The problem
Please find every line in the entries below that contains the word "hair" and copy each of those lines. Case counts, so only matches with the same capitalization qualify.

Data provided
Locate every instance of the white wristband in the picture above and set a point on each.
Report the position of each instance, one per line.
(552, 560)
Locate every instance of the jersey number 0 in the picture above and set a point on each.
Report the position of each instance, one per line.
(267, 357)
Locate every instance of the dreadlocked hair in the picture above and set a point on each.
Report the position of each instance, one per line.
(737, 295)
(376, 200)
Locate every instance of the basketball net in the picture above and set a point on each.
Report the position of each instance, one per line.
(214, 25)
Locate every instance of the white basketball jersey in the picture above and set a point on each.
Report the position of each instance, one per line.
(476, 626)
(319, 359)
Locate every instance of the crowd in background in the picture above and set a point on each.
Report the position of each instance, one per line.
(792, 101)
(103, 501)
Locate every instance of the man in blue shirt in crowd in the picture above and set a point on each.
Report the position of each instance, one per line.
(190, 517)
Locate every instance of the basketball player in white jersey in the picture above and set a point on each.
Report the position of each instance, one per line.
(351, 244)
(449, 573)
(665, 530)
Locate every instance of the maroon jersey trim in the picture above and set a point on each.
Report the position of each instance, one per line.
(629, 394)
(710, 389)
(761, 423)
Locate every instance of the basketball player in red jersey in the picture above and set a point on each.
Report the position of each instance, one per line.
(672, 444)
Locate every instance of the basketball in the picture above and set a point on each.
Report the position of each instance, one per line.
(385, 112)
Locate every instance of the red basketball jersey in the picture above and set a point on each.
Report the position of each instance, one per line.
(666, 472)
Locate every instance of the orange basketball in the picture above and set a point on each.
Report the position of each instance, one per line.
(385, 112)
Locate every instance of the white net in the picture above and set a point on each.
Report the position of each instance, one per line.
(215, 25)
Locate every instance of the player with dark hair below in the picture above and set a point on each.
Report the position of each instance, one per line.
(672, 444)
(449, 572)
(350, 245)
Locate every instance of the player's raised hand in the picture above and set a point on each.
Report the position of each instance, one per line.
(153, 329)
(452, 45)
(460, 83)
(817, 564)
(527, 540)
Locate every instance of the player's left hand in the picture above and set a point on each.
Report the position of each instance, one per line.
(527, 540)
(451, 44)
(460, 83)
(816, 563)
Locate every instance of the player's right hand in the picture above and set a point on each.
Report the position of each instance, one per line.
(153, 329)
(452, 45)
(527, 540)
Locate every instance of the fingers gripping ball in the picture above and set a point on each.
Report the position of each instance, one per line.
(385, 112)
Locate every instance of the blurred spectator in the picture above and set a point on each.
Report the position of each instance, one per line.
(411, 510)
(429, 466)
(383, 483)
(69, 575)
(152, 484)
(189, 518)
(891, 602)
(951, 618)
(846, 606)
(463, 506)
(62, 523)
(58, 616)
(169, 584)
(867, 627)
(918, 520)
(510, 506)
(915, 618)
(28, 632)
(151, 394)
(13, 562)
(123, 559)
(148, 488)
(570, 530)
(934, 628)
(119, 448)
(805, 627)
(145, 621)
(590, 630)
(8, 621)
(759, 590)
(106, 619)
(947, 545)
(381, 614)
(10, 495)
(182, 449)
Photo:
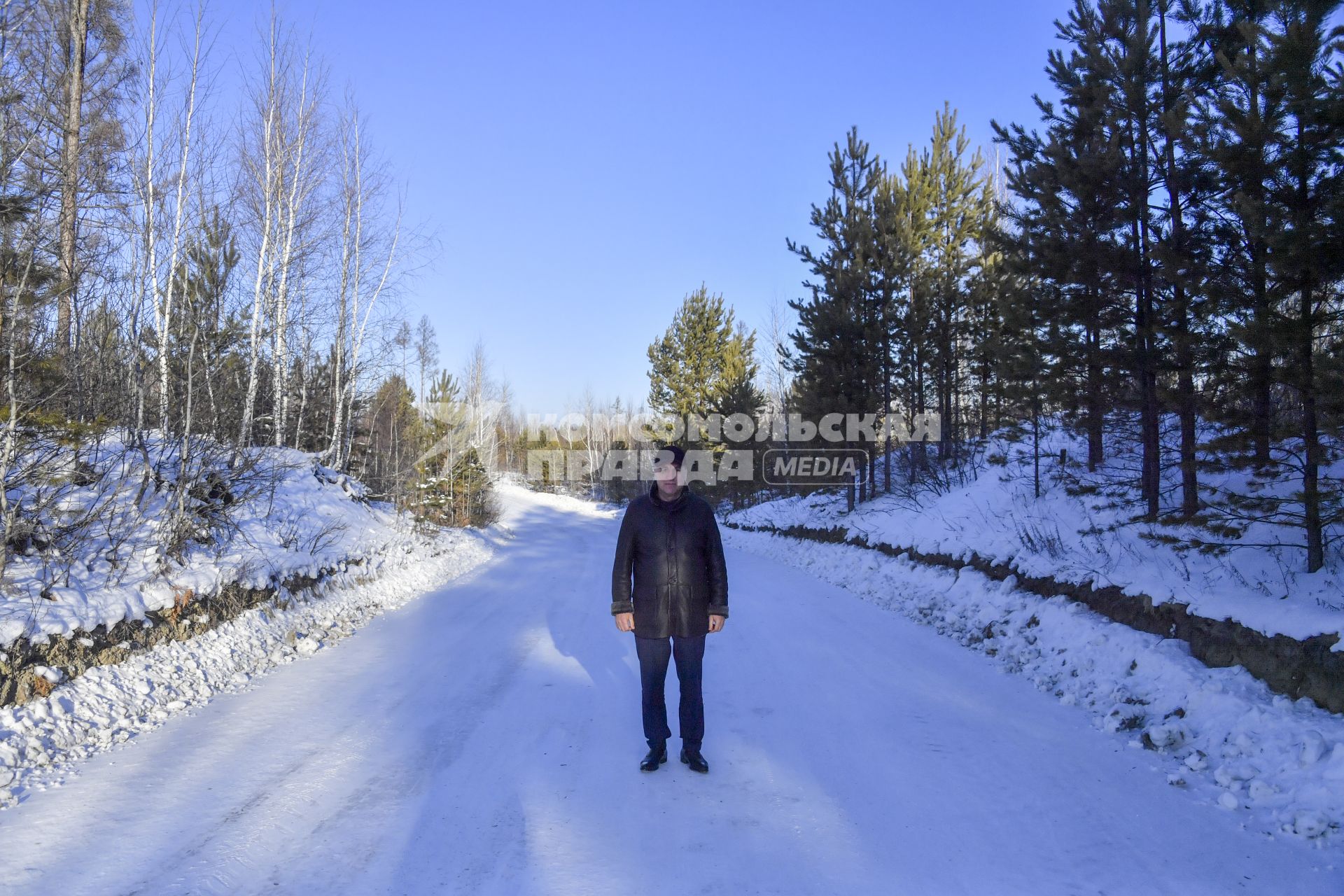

Completed exercise
Locate every instance of the dreadlocked hair in the picture above and set a point on each.
Locate every instance of the player with dark hair below in the picture above and set a point on each.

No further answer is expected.